## Work to be completed
Which lines in the material below contain the string "target", counting only matches with the same capitalization? Locate each one and copy it out in full.

## Dataset content
+++++

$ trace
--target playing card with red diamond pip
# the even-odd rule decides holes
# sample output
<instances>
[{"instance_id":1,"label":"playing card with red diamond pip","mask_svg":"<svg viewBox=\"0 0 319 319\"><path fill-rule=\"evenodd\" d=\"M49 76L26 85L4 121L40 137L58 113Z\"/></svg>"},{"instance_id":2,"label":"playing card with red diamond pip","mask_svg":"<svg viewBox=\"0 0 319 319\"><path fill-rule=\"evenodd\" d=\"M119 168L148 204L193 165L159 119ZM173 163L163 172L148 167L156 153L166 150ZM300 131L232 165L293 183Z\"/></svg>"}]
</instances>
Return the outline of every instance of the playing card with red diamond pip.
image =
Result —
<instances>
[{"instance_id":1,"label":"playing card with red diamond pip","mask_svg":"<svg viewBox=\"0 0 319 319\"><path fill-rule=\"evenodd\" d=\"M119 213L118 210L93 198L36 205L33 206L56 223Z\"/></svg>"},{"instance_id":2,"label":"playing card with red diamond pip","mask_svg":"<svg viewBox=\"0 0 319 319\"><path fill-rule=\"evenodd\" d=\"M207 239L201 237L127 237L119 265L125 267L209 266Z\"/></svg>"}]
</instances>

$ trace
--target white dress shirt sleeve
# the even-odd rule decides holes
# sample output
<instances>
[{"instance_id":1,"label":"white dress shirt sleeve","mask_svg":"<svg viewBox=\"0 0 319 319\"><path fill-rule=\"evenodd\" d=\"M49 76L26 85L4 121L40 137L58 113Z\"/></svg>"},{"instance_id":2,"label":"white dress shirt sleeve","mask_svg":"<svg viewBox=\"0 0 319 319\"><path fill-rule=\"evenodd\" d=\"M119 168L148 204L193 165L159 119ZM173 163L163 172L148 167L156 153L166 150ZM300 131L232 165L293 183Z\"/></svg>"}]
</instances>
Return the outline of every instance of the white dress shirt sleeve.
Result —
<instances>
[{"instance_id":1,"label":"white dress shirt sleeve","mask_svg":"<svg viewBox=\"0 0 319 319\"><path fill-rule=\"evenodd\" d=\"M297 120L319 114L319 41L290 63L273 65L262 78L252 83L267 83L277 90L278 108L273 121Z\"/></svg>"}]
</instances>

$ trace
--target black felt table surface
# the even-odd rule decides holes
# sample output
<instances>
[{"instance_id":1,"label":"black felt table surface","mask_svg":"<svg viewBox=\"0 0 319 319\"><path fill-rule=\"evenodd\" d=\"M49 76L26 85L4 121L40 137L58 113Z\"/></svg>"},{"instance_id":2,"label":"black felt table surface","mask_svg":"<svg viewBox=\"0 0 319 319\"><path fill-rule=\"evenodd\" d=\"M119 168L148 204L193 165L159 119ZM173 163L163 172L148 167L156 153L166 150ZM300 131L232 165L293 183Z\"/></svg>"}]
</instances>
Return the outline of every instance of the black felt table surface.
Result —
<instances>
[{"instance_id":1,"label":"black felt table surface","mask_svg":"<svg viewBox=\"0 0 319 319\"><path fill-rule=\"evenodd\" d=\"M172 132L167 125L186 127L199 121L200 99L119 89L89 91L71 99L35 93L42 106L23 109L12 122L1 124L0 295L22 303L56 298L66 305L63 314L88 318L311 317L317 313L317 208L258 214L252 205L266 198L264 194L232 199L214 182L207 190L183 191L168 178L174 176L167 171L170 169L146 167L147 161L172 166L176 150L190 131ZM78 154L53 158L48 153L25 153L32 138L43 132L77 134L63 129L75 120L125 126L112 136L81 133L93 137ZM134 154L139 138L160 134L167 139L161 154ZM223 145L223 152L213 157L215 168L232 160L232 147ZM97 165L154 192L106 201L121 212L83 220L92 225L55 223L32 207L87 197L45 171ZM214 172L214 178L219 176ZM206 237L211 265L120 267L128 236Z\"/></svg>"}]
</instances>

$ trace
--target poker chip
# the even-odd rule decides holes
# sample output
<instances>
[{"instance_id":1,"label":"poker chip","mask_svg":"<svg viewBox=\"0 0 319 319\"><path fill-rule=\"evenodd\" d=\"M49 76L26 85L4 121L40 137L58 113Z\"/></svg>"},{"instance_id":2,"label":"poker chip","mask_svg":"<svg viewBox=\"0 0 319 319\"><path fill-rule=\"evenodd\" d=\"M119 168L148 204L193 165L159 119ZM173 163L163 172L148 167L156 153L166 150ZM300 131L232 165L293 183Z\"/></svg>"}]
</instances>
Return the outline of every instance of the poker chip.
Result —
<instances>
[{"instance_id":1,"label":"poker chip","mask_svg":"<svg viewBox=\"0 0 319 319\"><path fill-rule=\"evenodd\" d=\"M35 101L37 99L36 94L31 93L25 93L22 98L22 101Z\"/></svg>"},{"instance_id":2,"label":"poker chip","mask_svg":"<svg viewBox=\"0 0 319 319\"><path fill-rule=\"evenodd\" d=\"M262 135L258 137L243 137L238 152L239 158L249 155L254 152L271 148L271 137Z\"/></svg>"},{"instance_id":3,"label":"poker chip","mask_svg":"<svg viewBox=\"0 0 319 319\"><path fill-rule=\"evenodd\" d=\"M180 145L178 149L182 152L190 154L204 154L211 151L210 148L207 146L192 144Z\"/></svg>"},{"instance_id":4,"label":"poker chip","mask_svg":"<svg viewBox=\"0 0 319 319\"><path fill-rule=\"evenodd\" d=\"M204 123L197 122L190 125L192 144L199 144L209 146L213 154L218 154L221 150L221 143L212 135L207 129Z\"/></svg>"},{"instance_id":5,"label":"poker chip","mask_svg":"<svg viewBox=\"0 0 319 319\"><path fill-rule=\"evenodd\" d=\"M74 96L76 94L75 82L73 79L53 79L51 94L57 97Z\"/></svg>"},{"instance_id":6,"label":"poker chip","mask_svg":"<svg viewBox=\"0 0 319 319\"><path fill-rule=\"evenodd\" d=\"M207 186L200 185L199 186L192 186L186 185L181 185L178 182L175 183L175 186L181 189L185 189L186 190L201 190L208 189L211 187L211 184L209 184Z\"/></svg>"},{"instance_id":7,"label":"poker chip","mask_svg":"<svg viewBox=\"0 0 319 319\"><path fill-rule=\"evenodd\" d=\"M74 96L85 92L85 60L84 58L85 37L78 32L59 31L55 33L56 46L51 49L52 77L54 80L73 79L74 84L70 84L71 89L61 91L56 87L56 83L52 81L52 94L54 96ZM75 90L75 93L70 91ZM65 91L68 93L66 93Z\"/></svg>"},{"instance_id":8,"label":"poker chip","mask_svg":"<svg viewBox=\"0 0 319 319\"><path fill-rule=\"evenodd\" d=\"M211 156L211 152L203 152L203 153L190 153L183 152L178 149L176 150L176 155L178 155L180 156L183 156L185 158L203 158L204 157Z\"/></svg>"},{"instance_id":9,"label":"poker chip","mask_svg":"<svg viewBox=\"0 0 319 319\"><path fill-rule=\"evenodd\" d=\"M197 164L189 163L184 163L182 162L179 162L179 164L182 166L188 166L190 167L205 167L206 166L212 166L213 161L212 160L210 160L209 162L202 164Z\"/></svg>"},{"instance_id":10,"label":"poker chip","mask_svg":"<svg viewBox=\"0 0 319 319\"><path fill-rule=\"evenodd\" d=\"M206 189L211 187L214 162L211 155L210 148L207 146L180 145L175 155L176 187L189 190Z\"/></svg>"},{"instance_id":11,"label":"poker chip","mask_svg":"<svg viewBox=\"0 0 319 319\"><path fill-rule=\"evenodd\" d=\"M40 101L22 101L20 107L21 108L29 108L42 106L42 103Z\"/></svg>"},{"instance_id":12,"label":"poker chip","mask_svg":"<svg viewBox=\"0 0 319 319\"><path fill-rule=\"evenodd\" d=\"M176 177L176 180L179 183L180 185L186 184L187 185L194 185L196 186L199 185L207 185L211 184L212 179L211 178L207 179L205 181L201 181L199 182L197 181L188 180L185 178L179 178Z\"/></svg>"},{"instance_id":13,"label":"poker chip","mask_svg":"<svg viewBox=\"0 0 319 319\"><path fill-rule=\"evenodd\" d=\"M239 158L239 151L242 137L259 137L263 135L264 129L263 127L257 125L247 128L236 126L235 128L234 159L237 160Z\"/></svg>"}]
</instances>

+++++

## Expected answer
--target playing card with red diamond pip
--target white dress shirt sleeve
--target black felt table surface
--target poker chip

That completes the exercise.